Task directions » Repeat the listing exactly. Any picture in it should be left out of the copy.

Data supplied »
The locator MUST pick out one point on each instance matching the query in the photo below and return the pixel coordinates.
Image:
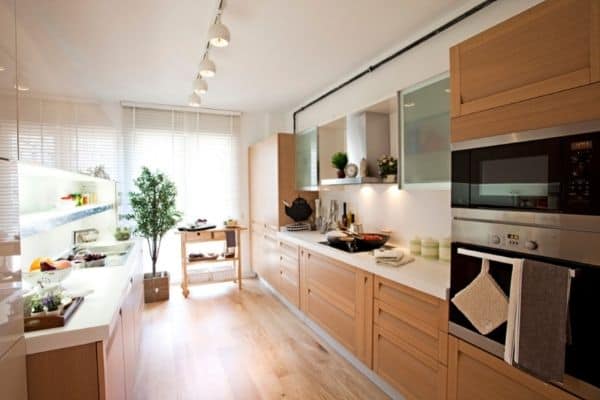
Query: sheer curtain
(198, 151)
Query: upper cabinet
(538, 69)
(8, 79)
(307, 160)
(425, 134)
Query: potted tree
(154, 212)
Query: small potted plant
(155, 214)
(388, 168)
(339, 161)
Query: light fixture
(218, 34)
(194, 100)
(199, 86)
(207, 68)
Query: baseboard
(335, 345)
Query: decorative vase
(389, 178)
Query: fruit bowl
(47, 277)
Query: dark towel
(543, 327)
(230, 238)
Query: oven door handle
(487, 256)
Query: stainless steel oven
(532, 195)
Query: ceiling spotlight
(218, 34)
(207, 68)
(194, 100)
(200, 86)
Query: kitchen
(427, 231)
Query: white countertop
(428, 276)
(93, 320)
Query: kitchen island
(95, 354)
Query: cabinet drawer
(428, 310)
(290, 250)
(414, 374)
(423, 337)
(203, 236)
(336, 321)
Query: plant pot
(156, 287)
(389, 179)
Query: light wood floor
(225, 344)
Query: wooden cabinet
(100, 370)
(537, 69)
(289, 272)
(271, 168)
(410, 340)
(474, 374)
(339, 298)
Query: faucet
(85, 236)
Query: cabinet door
(339, 298)
(8, 74)
(414, 374)
(425, 134)
(114, 366)
(474, 374)
(549, 48)
(289, 272)
(307, 156)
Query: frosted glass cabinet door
(425, 134)
(8, 92)
(307, 169)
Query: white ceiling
(281, 52)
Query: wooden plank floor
(225, 344)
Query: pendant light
(199, 86)
(194, 100)
(218, 34)
(207, 68)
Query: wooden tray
(52, 321)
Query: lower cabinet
(475, 374)
(410, 340)
(339, 298)
(100, 370)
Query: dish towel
(541, 328)
(483, 302)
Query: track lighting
(199, 86)
(218, 34)
(194, 100)
(207, 68)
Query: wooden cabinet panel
(543, 50)
(428, 340)
(528, 71)
(414, 374)
(340, 299)
(65, 374)
(420, 308)
(474, 374)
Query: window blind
(69, 135)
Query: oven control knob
(531, 245)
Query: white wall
(405, 213)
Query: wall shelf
(34, 223)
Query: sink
(116, 252)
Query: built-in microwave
(549, 170)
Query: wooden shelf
(34, 223)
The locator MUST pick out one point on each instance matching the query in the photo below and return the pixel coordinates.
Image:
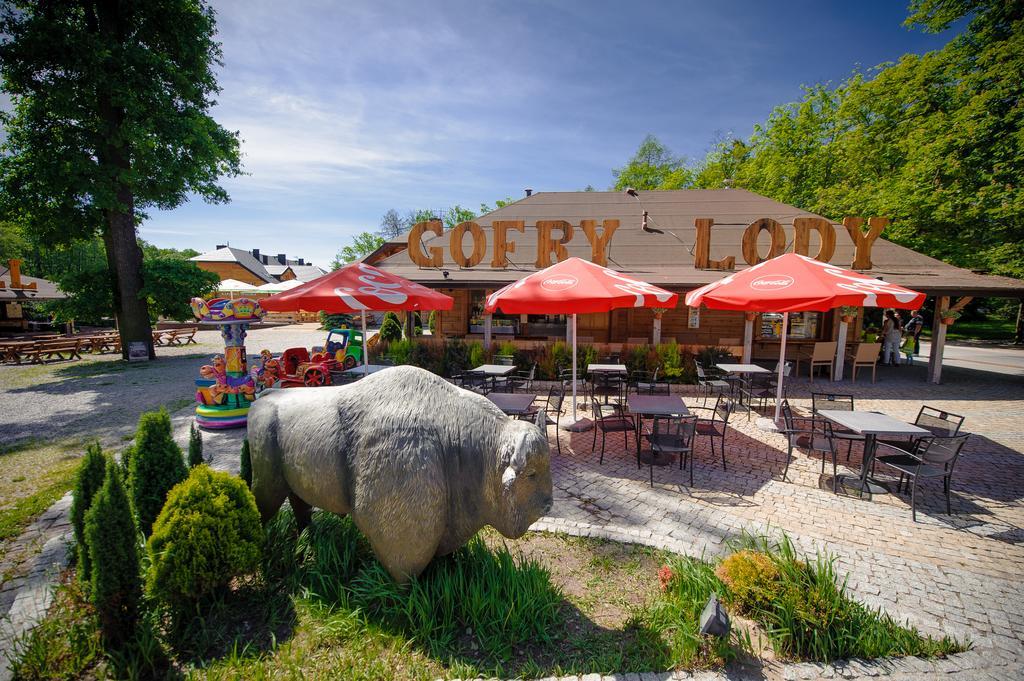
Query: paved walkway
(945, 575)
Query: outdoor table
(870, 425)
(11, 350)
(654, 406)
(513, 403)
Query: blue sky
(346, 110)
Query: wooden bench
(181, 336)
(45, 350)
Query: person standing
(891, 335)
(913, 328)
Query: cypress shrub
(208, 533)
(390, 328)
(246, 465)
(87, 482)
(195, 445)
(156, 467)
(112, 537)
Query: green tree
(653, 167)
(89, 479)
(934, 141)
(363, 245)
(110, 118)
(113, 540)
(156, 466)
(246, 464)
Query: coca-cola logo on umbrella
(771, 283)
(560, 283)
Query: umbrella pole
(366, 357)
(781, 365)
(573, 369)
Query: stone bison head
(524, 465)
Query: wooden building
(688, 238)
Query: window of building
(802, 326)
(507, 325)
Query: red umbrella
(357, 288)
(795, 283)
(573, 287)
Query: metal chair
(610, 418)
(522, 379)
(822, 442)
(823, 354)
(930, 457)
(838, 402)
(718, 425)
(706, 384)
(673, 434)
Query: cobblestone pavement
(953, 575)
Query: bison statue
(420, 464)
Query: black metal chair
(522, 379)
(610, 418)
(718, 425)
(836, 402)
(673, 435)
(707, 384)
(929, 457)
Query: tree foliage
(933, 141)
(109, 119)
(89, 479)
(363, 245)
(653, 167)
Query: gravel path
(101, 396)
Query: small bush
(390, 328)
(195, 445)
(246, 464)
(208, 533)
(752, 580)
(112, 537)
(477, 354)
(156, 466)
(90, 476)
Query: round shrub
(208, 533)
(752, 579)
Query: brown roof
(666, 260)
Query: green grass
(809, 615)
(998, 330)
(322, 607)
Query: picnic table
(870, 425)
(513, 403)
(653, 406)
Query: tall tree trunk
(124, 257)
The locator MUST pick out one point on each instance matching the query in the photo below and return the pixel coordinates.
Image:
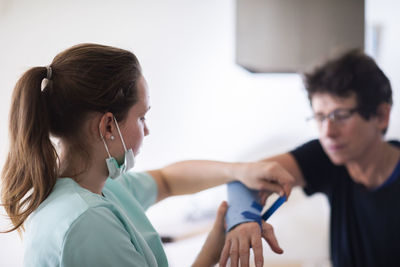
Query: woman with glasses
(79, 203)
(350, 163)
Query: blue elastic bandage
(274, 207)
(243, 205)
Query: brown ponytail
(85, 78)
(30, 170)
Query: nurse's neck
(91, 176)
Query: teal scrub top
(75, 227)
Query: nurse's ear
(106, 126)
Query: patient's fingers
(269, 236)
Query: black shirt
(364, 223)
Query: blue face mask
(114, 169)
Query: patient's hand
(239, 240)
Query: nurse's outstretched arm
(187, 177)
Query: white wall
(203, 105)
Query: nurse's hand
(211, 250)
(245, 236)
(264, 176)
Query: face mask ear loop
(120, 135)
(105, 145)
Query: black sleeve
(316, 167)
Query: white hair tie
(49, 72)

Task output »
The locator MUST pick out one point on each instance matching the query in the photo below and return the pixel coordinates.
Image:
Query: sheer curtain
(198, 151)
Query: upper cabinet
(538, 69)
(8, 79)
(307, 160)
(425, 134)
Query: potted tree
(154, 212)
Query: small potted plant
(155, 214)
(388, 168)
(339, 161)
Query: light fixture
(218, 34)
(194, 100)
(199, 86)
(207, 68)
Query: baseboard
(335, 345)
Query: decorative vase
(389, 178)
Query: fruit bowl
(47, 277)
Query: dark towel
(543, 327)
(230, 238)
Query: oven door handle
(487, 256)
Query: stainless steel oven
(532, 195)
Query: ceiling spotlight
(218, 34)
(207, 68)
(194, 100)
(200, 86)
Query: kitchen
(427, 231)
Query: white countertop
(428, 276)
(93, 320)
Query: kitchen island
(95, 354)
Query: cabinet drawer
(428, 310)
(290, 250)
(414, 374)
(423, 337)
(203, 236)
(336, 321)
Query: plant pot
(156, 287)
(389, 179)
Query: light wood floor
(225, 344)
Query: wooden cabinet
(100, 370)
(537, 69)
(289, 272)
(271, 168)
(410, 340)
(474, 374)
(339, 298)
Query: faucet
(85, 236)
Query: cabinet door
(339, 298)
(8, 74)
(414, 374)
(425, 134)
(114, 366)
(474, 374)
(549, 48)
(289, 272)
(307, 156)
Query: frosted glass cabinet door
(425, 134)
(8, 92)
(307, 169)
Query: white ceiling
(281, 52)
Query: wooden plank floor
(225, 344)
Query: pendant light
(199, 86)
(194, 100)
(218, 34)
(207, 68)
Query: wooden tray
(52, 321)
Query: lower cabinet
(475, 374)
(410, 340)
(339, 298)
(100, 370)
Query: dish towel
(541, 328)
(483, 302)
Query: track lighting
(199, 86)
(218, 34)
(194, 100)
(207, 68)
Query: wooden cabinet panel
(543, 50)
(428, 340)
(528, 71)
(414, 374)
(340, 299)
(65, 374)
(420, 308)
(474, 374)
Query: window blind
(69, 135)
Query: oven control knob
(531, 245)
Query: white wall
(405, 213)
Query: wall shelf
(34, 223)
Query: sink
(116, 252)
Query: built-in microwave
(549, 170)
Query: wooden shelf
(34, 223)
The locator MUST pick out one point on each instance matching the query in the photo below and return the pixel coordinates.
Image:
Query: paved walkway
(945, 575)
Query: outdoor table
(870, 425)
(11, 350)
(654, 406)
(513, 403)
Query: blue sky
(346, 110)
Query: wooden bench
(181, 336)
(45, 350)
Query: person standing
(891, 335)
(913, 328)
Query: cypress shrub
(208, 533)
(390, 328)
(246, 465)
(87, 482)
(195, 445)
(156, 467)
(112, 537)
Query: green tree
(653, 167)
(89, 479)
(934, 141)
(363, 245)
(110, 118)
(113, 540)
(156, 466)
(246, 464)
Query: coca-cola logo on umbrella
(771, 283)
(560, 283)
Query: umbrella pole
(366, 357)
(781, 365)
(573, 369)
Query: stone bison head
(524, 465)
Query: wooden building
(688, 238)
Query: window of building
(802, 326)
(507, 325)
Query: red umbrella
(357, 288)
(795, 283)
(573, 287)
Query: metal chair
(610, 418)
(522, 379)
(822, 442)
(823, 354)
(930, 457)
(838, 402)
(718, 425)
(706, 384)
(673, 434)
Query: cobblestone pavement
(953, 575)
Query: bison statue
(420, 464)
Query: black metal chair
(522, 379)
(610, 418)
(718, 425)
(836, 402)
(673, 435)
(707, 384)
(929, 457)
Query: tree foliage
(933, 141)
(109, 119)
(89, 479)
(363, 245)
(653, 167)
Query: gravel path
(101, 396)
Query: small bush
(390, 328)
(195, 445)
(246, 464)
(208, 533)
(752, 580)
(112, 537)
(477, 354)
(156, 466)
(90, 476)
Query: round shrub
(208, 533)
(752, 579)
Query: brown roof
(666, 260)
Query: green grass
(809, 615)
(998, 330)
(322, 607)
Query: picnic table
(870, 425)
(513, 403)
(653, 406)
Query: tall tree trunk
(124, 257)
The locator MUST pick out one point on each instance matching the query in the photo below and return the pixel coordinates.
Image:
Query: woman with glasses
(79, 203)
(350, 163)
Query: blue elastic bandage
(274, 207)
(243, 205)
Query: brown ponytail
(85, 78)
(30, 170)
Query: nurse's neck
(91, 176)
Query: teal scrub top
(75, 227)
Query: nurse's ear
(106, 126)
Query: patient's fingers
(269, 236)
Query: black shirt
(364, 223)
Query: blue face mask
(114, 169)
Query: patient's hand
(239, 240)
Query: nurse's outstretched arm
(187, 177)
Query: white wall
(203, 105)
Query: nurse's hand
(211, 250)
(245, 236)
(264, 176)
Query: face mask ear loop
(120, 135)
(105, 145)
Query: black sleeve
(316, 167)
Query: white hair tie
(49, 72)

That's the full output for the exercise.